■ Exercise aim ■
From the line that holds "The endpoint marks every instance of the toilet tank" to the last line of the data, copy everything exactly; leave out all the rest.
Exercise materials: Begin
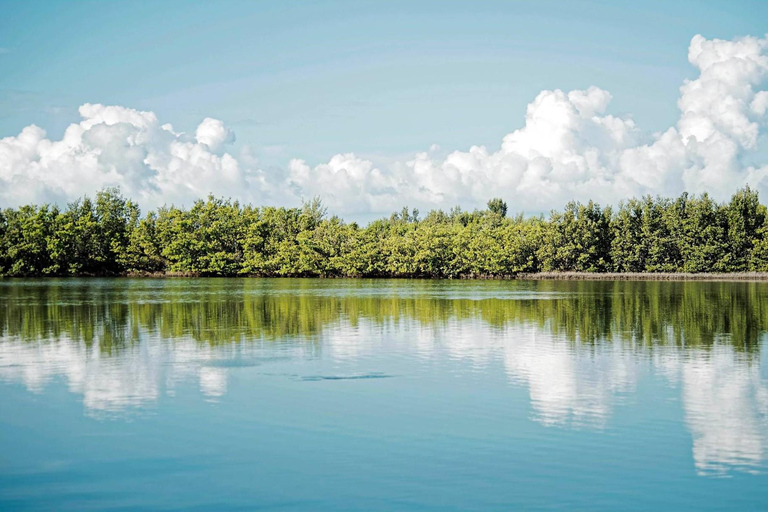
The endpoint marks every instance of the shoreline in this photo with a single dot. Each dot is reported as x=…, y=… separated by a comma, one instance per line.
x=538, y=276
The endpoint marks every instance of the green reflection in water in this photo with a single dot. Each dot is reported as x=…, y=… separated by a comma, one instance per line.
x=217, y=311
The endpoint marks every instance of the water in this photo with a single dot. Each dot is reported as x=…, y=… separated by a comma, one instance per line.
x=382, y=395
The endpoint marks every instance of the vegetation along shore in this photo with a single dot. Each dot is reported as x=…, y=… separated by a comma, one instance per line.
x=690, y=237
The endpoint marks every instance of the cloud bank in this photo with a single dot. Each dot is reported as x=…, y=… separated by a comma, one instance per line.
x=569, y=148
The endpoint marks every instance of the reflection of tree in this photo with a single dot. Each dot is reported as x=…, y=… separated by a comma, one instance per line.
x=574, y=345
x=225, y=311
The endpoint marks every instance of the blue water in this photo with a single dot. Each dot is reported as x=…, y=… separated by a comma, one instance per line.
x=382, y=395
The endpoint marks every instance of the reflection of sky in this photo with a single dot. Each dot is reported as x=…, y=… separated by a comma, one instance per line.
x=723, y=395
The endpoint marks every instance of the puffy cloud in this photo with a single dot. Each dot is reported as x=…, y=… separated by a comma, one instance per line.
x=117, y=146
x=568, y=148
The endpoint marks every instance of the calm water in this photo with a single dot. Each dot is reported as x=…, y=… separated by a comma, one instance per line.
x=382, y=395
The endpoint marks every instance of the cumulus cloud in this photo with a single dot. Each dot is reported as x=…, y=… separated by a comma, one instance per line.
x=568, y=148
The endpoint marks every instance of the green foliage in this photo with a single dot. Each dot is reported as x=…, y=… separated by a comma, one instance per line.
x=219, y=237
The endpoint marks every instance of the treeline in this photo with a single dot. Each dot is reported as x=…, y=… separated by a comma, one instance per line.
x=219, y=237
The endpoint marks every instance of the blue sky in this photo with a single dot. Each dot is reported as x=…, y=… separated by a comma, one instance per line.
x=380, y=79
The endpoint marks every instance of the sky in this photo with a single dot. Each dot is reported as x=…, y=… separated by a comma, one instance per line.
x=376, y=105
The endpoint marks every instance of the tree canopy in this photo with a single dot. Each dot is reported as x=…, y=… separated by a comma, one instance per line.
x=221, y=237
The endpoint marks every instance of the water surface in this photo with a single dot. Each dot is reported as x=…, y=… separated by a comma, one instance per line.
x=257, y=394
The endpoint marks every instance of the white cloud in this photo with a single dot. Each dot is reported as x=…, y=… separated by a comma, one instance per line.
x=568, y=148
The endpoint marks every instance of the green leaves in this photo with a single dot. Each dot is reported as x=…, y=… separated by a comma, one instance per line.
x=218, y=237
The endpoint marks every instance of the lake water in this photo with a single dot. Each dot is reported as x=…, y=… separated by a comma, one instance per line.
x=258, y=394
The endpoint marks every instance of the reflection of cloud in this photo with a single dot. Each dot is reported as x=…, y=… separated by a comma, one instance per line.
x=724, y=398
x=726, y=408
x=132, y=378
x=569, y=383
x=213, y=381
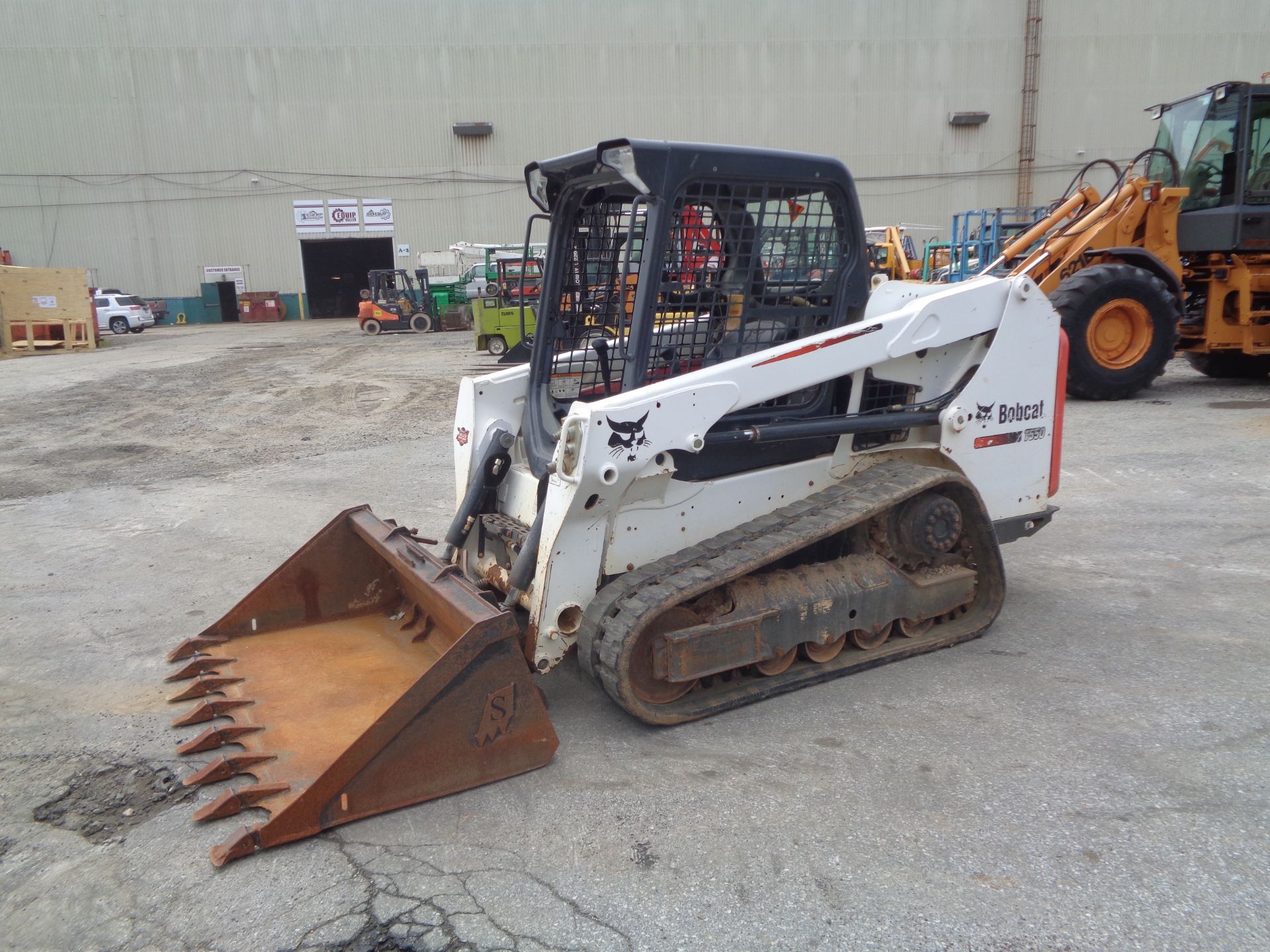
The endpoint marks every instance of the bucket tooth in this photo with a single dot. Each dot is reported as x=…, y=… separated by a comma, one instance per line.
x=207, y=710
x=243, y=842
x=194, y=647
x=234, y=801
x=214, y=738
x=225, y=767
x=205, y=684
x=197, y=666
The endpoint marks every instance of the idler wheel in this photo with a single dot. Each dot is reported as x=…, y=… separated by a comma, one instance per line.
x=647, y=686
x=929, y=526
x=818, y=653
x=777, y=664
x=869, y=640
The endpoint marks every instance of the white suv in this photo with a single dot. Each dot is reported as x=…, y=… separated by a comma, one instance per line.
x=122, y=313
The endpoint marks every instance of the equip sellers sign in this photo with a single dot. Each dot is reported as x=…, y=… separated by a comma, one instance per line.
x=378, y=214
x=310, y=219
x=343, y=216
x=226, y=272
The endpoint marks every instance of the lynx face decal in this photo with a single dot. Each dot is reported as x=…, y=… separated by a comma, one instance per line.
x=626, y=437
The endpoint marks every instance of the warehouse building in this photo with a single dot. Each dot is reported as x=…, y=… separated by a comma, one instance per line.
x=194, y=150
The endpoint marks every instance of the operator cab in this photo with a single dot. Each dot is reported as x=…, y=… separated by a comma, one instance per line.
x=1221, y=139
x=671, y=257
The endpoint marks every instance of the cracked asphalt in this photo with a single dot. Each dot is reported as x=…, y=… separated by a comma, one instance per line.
x=1091, y=775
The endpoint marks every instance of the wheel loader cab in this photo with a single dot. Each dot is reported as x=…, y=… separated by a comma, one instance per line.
x=691, y=227
x=1221, y=139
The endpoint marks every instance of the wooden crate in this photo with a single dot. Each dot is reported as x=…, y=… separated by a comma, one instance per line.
x=45, y=310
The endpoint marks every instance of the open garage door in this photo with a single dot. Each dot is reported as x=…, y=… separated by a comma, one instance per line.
x=335, y=272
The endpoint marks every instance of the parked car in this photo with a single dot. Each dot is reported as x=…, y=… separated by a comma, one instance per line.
x=122, y=313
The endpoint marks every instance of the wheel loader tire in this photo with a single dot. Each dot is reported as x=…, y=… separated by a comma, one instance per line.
x=1230, y=365
x=1122, y=325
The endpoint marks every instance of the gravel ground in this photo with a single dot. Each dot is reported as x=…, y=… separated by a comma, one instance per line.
x=1093, y=775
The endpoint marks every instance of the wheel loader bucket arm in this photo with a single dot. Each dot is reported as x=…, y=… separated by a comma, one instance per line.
x=362, y=676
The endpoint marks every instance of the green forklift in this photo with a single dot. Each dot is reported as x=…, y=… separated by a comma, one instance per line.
x=503, y=315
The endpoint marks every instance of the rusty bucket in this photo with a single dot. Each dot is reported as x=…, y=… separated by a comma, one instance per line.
x=362, y=676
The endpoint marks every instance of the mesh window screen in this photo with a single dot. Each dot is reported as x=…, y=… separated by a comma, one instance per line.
x=593, y=306
x=746, y=267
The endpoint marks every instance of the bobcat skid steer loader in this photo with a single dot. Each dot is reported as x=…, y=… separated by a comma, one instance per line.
x=765, y=477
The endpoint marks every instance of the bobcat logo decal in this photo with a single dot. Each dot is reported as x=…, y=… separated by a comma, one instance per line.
x=626, y=436
x=499, y=709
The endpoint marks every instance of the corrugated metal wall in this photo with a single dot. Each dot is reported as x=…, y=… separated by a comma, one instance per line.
x=134, y=127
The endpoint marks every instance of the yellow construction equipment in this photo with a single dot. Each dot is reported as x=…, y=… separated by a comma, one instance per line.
x=1174, y=258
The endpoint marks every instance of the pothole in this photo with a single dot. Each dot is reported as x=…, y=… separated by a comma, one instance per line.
x=101, y=803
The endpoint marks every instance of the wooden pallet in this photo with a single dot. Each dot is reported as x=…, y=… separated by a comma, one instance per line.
x=45, y=310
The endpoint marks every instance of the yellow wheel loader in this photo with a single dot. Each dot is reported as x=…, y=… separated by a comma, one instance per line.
x=766, y=477
x=1174, y=258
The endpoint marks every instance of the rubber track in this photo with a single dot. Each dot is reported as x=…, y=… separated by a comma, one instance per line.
x=624, y=606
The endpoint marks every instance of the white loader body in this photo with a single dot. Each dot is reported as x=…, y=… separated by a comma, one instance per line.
x=613, y=503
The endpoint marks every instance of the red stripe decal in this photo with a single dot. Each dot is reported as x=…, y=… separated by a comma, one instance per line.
x=999, y=440
x=831, y=342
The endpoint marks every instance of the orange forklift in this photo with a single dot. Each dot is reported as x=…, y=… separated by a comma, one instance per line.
x=398, y=302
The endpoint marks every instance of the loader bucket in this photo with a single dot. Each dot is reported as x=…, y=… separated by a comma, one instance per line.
x=362, y=676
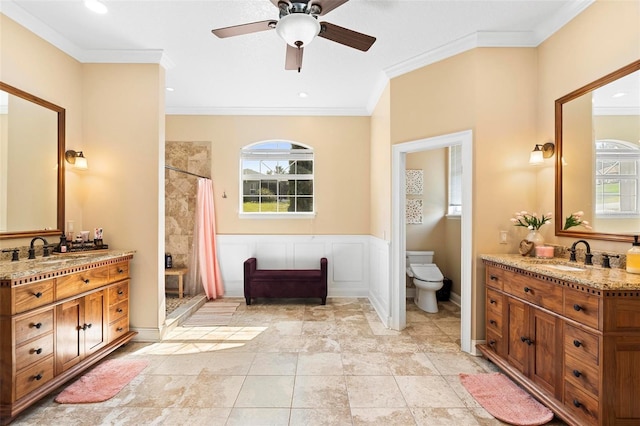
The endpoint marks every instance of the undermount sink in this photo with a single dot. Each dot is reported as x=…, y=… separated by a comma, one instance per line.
x=565, y=268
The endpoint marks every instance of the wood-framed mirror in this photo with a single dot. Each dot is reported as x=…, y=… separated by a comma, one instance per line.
x=32, y=147
x=598, y=156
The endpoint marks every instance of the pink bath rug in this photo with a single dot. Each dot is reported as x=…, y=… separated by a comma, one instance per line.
x=504, y=400
x=102, y=382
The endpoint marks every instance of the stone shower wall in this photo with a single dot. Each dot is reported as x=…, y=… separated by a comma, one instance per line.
x=180, y=198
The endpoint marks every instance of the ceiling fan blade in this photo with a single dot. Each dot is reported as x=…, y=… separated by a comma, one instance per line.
x=346, y=36
x=293, y=60
x=327, y=5
x=252, y=27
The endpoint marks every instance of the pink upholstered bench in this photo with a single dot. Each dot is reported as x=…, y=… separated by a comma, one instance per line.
x=284, y=283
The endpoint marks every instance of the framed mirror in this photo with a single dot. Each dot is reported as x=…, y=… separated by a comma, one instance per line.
x=598, y=156
x=32, y=146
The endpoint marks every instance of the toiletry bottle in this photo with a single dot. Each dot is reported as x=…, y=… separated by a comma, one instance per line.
x=633, y=257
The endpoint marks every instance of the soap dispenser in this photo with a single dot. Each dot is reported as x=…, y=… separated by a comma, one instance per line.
x=633, y=257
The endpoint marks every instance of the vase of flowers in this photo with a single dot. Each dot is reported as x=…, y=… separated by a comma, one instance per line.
x=533, y=223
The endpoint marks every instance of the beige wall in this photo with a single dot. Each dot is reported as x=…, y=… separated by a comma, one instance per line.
x=341, y=154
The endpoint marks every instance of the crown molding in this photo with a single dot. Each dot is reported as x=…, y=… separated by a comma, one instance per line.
x=327, y=112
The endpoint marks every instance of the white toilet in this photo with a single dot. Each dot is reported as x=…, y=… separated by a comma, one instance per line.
x=426, y=277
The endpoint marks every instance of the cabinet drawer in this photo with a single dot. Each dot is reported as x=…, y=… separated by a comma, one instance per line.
x=33, y=296
x=582, y=375
x=118, y=310
x=118, y=293
x=33, y=326
x=34, y=377
x=581, y=345
x=494, y=301
x=34, y=351
x=494, y=322
x=118, y=271
x=583, y=405
x=547, y=295
x=80, y=282
x=582, y=307
x=118, y=328
x=494, y=277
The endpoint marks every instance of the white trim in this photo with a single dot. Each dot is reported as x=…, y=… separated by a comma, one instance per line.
x=398, y=230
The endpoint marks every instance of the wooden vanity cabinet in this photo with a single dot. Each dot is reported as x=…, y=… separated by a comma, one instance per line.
x=575, y=348
x=55, y=325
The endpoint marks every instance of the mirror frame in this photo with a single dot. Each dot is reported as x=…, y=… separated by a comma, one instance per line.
x=559, y=223
x=61, y=113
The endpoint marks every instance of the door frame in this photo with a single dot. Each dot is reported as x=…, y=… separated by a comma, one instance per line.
x=398, y=228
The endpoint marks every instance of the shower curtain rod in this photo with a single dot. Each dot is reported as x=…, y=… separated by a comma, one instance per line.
x=175, y=169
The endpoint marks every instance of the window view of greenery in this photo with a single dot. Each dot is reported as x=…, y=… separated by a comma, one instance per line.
x=277, y=177
x=616, y=178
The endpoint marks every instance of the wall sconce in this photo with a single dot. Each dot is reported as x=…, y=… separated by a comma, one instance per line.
x=76, y=158
x=540, y=152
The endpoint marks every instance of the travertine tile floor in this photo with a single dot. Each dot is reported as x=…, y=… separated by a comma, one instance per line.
x=293, y=362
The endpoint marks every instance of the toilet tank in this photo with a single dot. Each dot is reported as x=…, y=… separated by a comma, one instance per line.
x=419, y=257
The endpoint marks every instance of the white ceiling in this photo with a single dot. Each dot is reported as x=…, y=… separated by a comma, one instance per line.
x=246, y=75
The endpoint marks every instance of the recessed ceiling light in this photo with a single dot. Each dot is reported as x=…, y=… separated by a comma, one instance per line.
x=96, y=6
Exercise materials: End
■ Response to the exercise ■
The endpoint marks every instance of the toilet tank in this photo with a single dot. Each dot is reported as x=…, y=… separated by a comma, one instance per line.
x=419, y=257
The endpoint marks every instance of the white ceiling in this photo with a single dot. Each dot is reported as x=…, y=… separated by a comma, one instance per line.
x=246, y=75
The endpoint marks every instance of the recessed ceiling light in this photo with a single dot. Each dot is reported as x=…, y=… separated by a comma, one instance per line.
x=96, y=6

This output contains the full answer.